Text:
::::
Sorry so long in writing my blog. Have been in Kansas with family helping Kathy's mom. She got out of the hospital last night, so that's good. Will just have to see how she gets along. May have to go back.
Yesterday was a big day for Charlie. He had his first few rides. He did great. By that I mean he did what every other colts does that has never been ridden before. I think that we sometimes expect way to much out of these babies. All I really want is for a colt to pack me around the round pen. I don't expect him to know how to turn right or left, or how to stop, that will all come in time. As far as that goes, most colts don't even know how to go. That's why I take my time. I try to teach them a cue to move forward while I'm working with them on the ground. The cue that Charlie seems to really respond to is when I kiss to him. I use this cue for this very reason. When I am working with a colt alone I have to have a way to get him to move without kicking him, and this really works well. But in order for it to work you have to teach it to your horse on the ground. He did great, packed me at a walk and a trot, both directions and then toward the end of his third ride, we started to make more turns and added leg presssure. I won't ride him with spurs for several more rides. He doesn't need them right now.
Teaching the turn!
We will continue to work on his ground skills, adding new ones each time we work together and ride each day after those. Each day from here on out will consist of less ground work and more riding. We will be in the arena by next Tuesday or Wednesday and after a few days of that we will be out on the trail. I try to break up the arena work with rides out. That way we can practice the skills he is learning in school, in the real world.
You can do it!
I'll tell ya who I am very proud of and that's Charlie's parents. They realize that the best way to help this colt was to give him the magic pill, time. They have committed to ninety days of training for their boy, and it is going to make a huge difference to him and them when he goes home in Jan. This is something that most folks don't understand. It is best not to hurry these babies. If we can take our time and give them a chance to ease in to what we are asking, it is better for them physically and mentally.
I will use more of his pictures as we go along to show some of the skills he is learning and perhaps they will help you with your horses.
Coffee and then to work.
Will try and keep you updated with info on what the heck I'm doing with horses and music.
::::
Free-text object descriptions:
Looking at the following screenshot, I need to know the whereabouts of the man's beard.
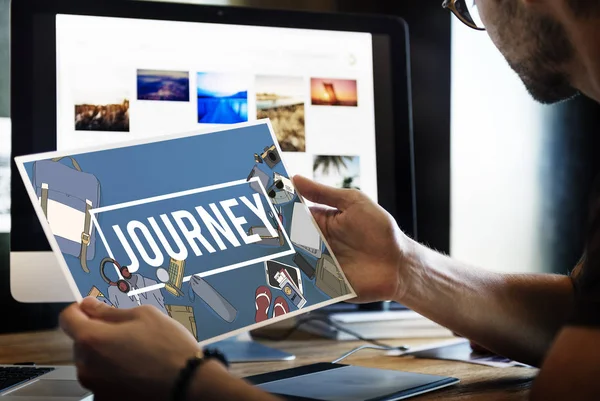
[507,13,579,104]
[509,60,579,104]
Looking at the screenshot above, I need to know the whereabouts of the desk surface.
[0,330,537,401]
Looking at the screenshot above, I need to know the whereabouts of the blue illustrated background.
[25,123,346,341]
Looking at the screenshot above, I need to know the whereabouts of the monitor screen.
[56,14,377,201]
[11,0,416,252]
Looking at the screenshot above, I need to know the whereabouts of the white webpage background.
[56,15,377,201]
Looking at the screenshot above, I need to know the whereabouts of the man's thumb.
[81,297,135,323]
[293,175,357,210]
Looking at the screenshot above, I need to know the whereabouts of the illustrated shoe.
[254,285,271,323]
[273,297,290,317]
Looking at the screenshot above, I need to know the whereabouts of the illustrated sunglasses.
[442,0,485,31]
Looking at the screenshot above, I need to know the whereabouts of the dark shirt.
[568,179,600,327]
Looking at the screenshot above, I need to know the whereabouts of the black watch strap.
[171,348,229,401]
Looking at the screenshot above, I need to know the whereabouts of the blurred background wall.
[0,0,600,332]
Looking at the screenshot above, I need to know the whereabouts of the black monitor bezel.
[10,0,417,251]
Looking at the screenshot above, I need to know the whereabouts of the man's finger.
[310,205,340,233]
[81,297,137,323]
[293,175,357,211]
[59,303,94,338]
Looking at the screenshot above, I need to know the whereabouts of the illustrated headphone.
[100,257,132,294]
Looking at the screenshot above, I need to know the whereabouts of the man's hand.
[60,298,208,401]
[293,176,412,303]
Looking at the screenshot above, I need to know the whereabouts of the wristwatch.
[171,348,229,401]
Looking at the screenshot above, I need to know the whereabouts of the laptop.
[245,362,459,401]
[0,365,94,401]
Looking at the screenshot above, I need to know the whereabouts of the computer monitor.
[10,0,416,302]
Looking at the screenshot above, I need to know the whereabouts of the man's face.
[476,0,578,103]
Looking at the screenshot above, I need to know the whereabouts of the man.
[61,0,600,400]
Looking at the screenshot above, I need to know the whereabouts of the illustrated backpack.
[33,157,100,273]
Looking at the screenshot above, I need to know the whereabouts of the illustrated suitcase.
[33,157,100,273]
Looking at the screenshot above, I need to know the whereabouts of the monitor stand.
[207,332,296,363]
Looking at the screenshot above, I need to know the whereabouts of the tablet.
[246,362,459,401]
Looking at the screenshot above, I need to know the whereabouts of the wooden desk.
[0,330,537,401]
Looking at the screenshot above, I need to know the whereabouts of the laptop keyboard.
[0,366,54,392]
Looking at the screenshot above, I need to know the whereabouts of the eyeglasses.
[442,0,485,31]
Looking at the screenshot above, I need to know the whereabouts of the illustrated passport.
[15,120,355,344]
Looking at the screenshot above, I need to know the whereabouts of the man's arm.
[397,242,574,366]
[186,361,281,401]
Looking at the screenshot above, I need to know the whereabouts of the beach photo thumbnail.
::::
Assignment 1:
Answer these questions using the blog post about training Charlie.
(a) What cue does Charlie respond to best for moving forward?
(b) How many days of training have Charlie's parents committed to?
(c) By which days does the writer expect to be riding Charlie in the arena?
Assignment 2:
Quote the blog post about training Charlie between "We will continue" and "You can do it!", inclusive.

Exercise answer 1:
(a) When the writer kisses to him.
(b) Ninety days.
(c) Next Tuesday or Wednesday.

Exercise answer 2:
We will continue to work on his ground skills, adding new ones each time we work together and ride each day after those. Each day from here on out will consist of less ground work and more riding. We will be in the arena by next Tuesday or Wednesday and after a few days of that we will be out on the trail. I try to break up the arena work with rides out. That way we can practice the skills he is learning in school, in the real world.
You can do it!